## The problem
Which lines in the data below contain the string "with"? Gather each of them, treating uppercase and lowercase as different.

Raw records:
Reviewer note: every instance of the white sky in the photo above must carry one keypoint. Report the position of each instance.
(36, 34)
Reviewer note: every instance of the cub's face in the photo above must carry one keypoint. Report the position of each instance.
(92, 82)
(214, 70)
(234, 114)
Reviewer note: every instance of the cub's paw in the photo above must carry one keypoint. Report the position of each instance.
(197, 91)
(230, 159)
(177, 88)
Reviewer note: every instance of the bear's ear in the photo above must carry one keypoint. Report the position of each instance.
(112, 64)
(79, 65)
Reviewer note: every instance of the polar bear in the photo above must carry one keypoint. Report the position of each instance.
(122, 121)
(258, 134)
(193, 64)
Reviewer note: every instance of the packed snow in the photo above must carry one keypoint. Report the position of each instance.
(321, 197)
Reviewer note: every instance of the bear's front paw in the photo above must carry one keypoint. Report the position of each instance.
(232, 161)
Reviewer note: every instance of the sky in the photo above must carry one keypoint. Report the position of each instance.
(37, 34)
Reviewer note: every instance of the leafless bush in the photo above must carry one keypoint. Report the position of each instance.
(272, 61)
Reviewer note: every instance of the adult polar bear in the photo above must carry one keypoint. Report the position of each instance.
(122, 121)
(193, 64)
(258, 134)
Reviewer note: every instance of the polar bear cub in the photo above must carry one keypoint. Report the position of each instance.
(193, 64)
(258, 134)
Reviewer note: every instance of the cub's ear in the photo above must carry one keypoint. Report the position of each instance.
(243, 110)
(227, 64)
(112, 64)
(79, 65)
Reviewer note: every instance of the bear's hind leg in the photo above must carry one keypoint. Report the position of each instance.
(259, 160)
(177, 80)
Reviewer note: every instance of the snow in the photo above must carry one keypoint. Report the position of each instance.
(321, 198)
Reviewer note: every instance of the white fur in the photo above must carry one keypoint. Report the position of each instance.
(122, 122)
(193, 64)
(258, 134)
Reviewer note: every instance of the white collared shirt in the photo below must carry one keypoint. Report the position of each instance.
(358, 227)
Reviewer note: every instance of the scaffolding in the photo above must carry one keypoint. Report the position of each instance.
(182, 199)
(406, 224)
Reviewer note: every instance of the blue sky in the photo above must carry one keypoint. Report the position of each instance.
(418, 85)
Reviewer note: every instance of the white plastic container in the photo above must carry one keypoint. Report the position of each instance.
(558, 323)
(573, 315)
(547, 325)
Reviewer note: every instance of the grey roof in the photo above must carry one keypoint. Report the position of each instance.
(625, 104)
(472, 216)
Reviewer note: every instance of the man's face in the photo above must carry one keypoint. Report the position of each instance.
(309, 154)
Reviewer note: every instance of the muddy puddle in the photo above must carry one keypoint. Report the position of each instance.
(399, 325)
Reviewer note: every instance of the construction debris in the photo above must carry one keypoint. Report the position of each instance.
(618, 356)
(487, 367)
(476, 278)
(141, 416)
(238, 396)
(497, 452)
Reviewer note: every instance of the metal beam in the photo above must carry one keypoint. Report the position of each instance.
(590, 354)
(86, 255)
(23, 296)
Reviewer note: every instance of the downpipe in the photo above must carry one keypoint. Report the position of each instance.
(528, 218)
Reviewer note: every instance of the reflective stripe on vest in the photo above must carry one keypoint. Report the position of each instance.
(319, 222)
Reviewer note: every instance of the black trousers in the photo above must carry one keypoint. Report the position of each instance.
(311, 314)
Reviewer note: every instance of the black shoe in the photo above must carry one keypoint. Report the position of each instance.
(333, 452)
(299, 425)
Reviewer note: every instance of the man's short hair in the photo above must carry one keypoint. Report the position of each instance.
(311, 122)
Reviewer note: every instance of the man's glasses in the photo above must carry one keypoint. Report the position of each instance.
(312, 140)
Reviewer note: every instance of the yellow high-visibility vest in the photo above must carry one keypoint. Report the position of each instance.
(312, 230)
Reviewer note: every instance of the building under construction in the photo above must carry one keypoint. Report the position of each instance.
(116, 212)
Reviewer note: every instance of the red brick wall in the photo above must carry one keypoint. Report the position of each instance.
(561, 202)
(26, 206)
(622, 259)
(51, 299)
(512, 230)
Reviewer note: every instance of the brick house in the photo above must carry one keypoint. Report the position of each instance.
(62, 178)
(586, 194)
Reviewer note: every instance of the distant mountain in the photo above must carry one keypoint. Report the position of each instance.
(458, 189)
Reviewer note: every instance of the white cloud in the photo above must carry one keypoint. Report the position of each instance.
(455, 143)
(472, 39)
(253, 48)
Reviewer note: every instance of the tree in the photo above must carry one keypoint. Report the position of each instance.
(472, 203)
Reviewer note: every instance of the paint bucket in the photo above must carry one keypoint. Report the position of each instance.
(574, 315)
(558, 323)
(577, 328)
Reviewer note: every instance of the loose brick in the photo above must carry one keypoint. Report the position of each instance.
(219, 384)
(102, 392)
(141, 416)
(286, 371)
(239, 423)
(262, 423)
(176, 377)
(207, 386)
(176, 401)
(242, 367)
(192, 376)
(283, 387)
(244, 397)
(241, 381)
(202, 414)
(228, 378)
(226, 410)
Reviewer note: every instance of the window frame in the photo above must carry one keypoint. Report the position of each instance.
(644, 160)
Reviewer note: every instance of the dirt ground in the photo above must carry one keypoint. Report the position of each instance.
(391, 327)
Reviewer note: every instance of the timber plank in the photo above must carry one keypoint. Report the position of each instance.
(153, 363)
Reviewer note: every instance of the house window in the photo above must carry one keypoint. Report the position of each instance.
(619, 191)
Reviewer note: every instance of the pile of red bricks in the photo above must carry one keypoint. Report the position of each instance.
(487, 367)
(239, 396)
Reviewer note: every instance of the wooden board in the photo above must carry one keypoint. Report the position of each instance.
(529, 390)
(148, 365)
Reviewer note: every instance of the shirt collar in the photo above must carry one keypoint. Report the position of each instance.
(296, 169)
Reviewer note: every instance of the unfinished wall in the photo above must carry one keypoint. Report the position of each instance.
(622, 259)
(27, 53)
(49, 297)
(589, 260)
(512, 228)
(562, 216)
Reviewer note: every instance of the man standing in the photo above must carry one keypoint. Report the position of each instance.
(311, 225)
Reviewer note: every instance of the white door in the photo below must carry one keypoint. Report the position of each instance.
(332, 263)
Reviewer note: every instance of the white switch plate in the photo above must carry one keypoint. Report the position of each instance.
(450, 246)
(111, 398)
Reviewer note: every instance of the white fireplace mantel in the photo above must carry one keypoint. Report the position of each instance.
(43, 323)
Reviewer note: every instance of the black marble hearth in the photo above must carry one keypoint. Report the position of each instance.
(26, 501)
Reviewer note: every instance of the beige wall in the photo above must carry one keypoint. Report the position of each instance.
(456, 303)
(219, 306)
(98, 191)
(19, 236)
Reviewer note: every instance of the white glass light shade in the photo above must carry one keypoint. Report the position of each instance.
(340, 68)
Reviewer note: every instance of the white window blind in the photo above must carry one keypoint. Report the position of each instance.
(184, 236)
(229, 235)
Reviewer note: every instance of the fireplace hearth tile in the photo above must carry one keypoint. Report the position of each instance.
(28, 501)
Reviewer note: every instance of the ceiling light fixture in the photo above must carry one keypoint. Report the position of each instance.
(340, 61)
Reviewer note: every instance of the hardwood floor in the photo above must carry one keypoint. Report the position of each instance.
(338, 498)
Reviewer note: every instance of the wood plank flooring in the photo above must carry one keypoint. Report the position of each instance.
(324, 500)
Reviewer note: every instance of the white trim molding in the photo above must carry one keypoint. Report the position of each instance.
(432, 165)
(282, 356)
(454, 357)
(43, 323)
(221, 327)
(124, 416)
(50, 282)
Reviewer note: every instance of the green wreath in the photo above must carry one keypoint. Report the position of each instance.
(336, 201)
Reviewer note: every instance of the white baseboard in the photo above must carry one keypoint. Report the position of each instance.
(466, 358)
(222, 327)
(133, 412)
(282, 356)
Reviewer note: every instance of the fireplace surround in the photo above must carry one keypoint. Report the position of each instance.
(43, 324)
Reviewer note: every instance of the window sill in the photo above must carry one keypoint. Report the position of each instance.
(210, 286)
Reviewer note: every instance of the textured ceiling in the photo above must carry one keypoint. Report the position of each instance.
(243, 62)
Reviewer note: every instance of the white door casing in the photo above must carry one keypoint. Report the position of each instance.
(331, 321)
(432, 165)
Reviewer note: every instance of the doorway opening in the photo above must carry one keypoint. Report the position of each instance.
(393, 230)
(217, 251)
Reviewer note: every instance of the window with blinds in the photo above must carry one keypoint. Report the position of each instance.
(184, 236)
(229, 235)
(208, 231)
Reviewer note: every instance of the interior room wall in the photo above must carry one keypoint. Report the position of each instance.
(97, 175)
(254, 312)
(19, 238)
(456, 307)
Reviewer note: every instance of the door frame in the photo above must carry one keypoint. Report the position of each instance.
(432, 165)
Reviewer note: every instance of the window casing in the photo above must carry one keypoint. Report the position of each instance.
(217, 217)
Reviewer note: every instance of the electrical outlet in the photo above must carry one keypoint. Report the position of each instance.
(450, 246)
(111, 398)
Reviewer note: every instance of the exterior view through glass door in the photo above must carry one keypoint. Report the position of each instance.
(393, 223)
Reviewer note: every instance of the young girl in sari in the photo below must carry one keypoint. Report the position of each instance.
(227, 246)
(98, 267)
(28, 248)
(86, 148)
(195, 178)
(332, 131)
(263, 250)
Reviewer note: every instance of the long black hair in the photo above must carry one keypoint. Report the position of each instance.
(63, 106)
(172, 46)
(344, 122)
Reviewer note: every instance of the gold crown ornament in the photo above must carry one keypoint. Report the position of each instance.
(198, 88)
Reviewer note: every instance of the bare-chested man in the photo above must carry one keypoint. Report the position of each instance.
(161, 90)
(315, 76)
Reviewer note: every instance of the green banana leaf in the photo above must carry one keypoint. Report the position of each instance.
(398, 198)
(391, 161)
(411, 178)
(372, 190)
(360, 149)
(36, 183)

--

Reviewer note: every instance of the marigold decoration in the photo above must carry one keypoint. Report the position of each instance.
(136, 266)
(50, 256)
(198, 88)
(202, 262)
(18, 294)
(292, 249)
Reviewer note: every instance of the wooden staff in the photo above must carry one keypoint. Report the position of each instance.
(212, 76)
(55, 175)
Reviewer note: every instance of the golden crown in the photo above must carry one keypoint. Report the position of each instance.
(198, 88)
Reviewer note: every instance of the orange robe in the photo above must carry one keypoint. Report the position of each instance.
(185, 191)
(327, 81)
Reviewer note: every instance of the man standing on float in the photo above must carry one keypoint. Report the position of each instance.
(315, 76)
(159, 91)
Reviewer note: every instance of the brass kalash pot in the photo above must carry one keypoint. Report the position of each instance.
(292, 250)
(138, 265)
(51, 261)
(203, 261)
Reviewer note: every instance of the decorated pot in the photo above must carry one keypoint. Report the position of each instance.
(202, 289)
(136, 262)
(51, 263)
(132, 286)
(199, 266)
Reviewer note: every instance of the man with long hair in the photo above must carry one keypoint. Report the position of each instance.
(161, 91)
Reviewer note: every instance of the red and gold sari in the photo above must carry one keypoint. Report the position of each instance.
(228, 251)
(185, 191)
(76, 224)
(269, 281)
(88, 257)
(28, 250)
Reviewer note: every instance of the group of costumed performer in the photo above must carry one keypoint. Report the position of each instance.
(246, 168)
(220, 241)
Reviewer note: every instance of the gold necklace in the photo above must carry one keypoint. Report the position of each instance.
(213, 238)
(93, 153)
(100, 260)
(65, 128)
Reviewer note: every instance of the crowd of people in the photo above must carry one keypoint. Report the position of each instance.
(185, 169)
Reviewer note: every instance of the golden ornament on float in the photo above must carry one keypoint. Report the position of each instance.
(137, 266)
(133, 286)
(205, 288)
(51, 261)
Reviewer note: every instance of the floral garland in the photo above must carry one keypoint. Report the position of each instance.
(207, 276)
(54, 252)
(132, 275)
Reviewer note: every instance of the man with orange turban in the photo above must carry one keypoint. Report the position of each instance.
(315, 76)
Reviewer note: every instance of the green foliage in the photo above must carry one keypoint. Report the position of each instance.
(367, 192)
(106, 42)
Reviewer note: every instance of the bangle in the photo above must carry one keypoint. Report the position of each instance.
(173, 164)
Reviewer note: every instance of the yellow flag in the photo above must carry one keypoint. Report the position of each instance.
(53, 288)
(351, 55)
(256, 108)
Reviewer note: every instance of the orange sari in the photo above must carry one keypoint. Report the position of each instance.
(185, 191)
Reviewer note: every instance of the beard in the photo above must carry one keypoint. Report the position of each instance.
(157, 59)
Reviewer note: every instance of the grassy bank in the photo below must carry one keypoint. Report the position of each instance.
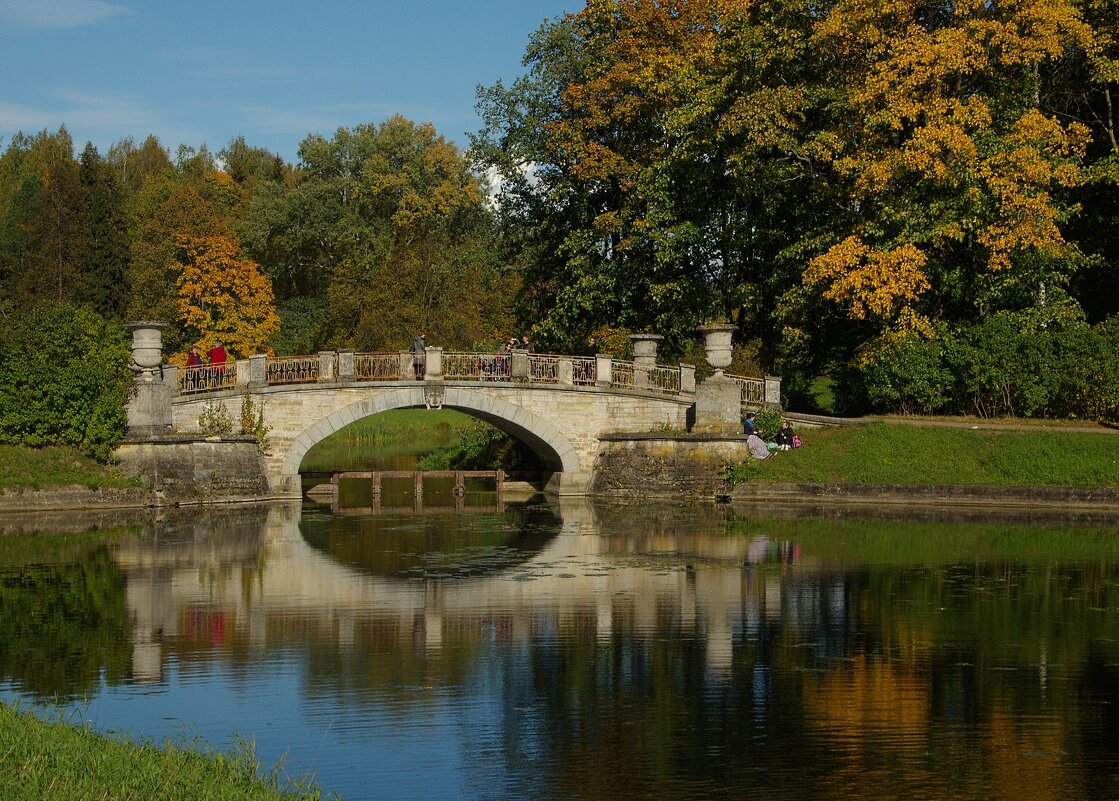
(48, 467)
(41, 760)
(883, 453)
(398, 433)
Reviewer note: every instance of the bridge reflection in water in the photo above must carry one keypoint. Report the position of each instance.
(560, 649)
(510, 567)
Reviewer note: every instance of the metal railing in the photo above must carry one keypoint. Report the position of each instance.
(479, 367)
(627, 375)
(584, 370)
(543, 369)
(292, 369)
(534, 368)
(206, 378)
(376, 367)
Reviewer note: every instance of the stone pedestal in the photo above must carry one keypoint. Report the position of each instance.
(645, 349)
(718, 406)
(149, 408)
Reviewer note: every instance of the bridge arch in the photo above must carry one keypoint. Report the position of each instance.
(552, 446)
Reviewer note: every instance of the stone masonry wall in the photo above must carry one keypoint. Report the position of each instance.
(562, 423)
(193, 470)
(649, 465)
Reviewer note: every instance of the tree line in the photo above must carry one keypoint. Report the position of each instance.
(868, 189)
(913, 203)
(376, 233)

--

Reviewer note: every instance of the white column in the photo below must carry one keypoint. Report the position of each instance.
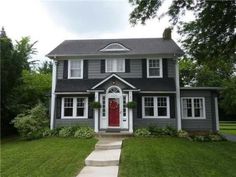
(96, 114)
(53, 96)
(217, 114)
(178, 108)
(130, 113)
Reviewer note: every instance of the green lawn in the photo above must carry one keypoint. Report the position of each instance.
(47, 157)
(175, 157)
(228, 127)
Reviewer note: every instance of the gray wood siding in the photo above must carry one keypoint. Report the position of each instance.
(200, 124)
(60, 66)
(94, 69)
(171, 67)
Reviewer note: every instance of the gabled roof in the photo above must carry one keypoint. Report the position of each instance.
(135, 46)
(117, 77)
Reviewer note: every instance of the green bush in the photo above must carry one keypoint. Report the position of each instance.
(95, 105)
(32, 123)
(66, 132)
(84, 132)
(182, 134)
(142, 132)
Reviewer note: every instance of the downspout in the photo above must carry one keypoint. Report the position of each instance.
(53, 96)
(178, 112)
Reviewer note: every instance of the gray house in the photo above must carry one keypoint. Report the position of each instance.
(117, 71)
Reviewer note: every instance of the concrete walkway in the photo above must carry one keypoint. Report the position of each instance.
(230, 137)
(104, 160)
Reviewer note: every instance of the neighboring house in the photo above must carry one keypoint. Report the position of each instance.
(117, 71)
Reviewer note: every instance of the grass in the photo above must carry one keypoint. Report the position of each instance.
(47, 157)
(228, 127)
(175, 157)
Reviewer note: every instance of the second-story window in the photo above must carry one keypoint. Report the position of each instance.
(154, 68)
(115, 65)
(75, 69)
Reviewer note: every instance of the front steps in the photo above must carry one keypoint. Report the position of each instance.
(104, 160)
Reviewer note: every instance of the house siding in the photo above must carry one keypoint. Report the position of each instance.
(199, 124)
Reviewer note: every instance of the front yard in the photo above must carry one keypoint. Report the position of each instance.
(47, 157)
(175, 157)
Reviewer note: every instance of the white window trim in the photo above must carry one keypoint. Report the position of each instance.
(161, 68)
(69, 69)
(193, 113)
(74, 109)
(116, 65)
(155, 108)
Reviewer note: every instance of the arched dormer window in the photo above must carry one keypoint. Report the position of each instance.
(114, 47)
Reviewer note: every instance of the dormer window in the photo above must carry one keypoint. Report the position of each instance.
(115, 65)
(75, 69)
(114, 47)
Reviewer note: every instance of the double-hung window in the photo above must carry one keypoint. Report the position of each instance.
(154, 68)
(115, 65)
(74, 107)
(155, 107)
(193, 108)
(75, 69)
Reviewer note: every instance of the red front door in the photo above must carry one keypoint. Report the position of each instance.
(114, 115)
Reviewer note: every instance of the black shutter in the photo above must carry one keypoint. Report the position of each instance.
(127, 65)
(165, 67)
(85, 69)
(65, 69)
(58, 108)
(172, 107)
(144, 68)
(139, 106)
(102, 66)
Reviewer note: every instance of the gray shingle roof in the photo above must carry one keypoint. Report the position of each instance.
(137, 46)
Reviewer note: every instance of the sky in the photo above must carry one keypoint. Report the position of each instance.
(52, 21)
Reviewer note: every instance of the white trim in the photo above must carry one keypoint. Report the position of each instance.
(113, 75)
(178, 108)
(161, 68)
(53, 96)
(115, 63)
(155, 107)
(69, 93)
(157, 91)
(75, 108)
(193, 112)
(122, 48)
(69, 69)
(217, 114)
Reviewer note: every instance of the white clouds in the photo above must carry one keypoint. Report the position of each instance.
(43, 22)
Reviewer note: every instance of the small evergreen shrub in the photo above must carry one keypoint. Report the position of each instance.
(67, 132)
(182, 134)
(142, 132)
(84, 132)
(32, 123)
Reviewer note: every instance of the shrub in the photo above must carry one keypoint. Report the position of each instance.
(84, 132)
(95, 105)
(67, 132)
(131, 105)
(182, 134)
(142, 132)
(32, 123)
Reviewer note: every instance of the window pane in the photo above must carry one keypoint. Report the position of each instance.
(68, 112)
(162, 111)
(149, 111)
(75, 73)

## Result of the exercise
Reviewer note: every instance of the window with blinds in the photo above must carry one keypoint. Report the position of each instance.
Reviewer note: every instance of the man with long hair in the photo above must carry one keypoint. Report the position of each instance.
Reviewer note: every instance of the man with orange turban in the photo above must carry one keypoint. Report the position of each instance.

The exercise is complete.